*THE REQUEST*
Select every line below that contains the word "side" and copy each one.

^^^^

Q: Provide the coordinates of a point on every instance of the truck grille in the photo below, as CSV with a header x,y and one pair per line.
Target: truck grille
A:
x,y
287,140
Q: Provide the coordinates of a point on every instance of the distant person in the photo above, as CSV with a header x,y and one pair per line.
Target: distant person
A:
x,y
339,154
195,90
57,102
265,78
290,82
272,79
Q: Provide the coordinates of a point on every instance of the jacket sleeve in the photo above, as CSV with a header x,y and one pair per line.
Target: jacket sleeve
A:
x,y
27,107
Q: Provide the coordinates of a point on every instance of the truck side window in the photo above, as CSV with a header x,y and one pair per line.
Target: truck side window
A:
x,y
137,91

^^^^

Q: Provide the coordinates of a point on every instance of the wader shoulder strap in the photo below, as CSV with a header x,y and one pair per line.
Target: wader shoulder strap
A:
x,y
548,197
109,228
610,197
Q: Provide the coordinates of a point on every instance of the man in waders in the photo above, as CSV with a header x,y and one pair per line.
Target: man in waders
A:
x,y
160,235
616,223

^^^^

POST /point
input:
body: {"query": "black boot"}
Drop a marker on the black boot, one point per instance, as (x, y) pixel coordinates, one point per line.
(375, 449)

^^^^

*RESULT OF THE EXERCISE*
Q: Provide the coordinates of a point on every instance of the truck side window in the photo above, as CSV with a header x,y and one pair per line.
Target: truck side window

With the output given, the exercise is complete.